=== TASK INPUT ===
((

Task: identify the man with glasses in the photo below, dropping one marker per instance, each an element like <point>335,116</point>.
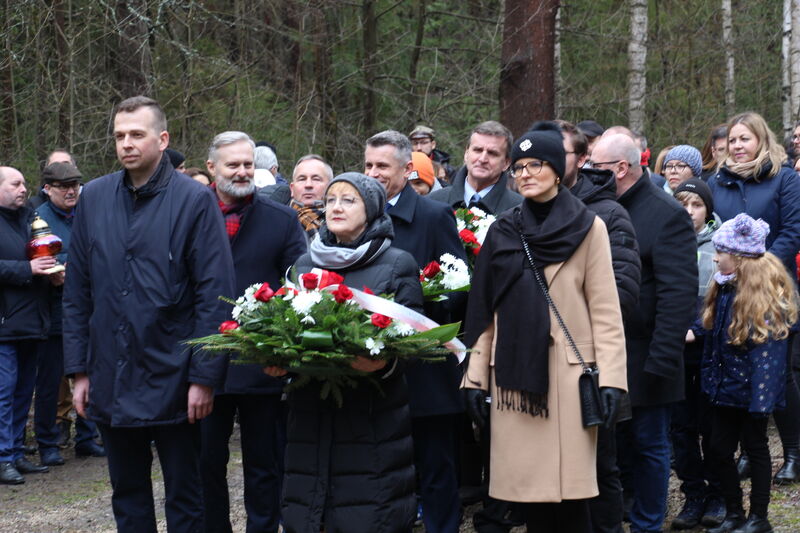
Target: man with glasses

))
((

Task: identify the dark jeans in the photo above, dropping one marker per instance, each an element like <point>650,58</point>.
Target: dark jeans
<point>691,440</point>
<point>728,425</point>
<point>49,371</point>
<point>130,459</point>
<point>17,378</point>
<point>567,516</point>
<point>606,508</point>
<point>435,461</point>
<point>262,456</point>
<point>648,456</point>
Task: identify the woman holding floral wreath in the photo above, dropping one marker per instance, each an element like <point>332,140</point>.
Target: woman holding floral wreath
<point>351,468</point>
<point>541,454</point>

))

=== STATED PROBLEM ===
Locate every line in the entries above that contains the word "like", and copy each of those lines out in full.

=== PROBLEM SOLUTION ===
Task: identify the man with glasses in the photo below, dropping one marker per instance, each an element like <point>335,116</point>.
Task: identify the dark jeans in the photo above, dropping one marker per instance, each an element like <point>650,58</point>.
Task: identify the woman holding floral wreath in the photo above, dropping one marker per instance, each an element like <point>332,140</point>.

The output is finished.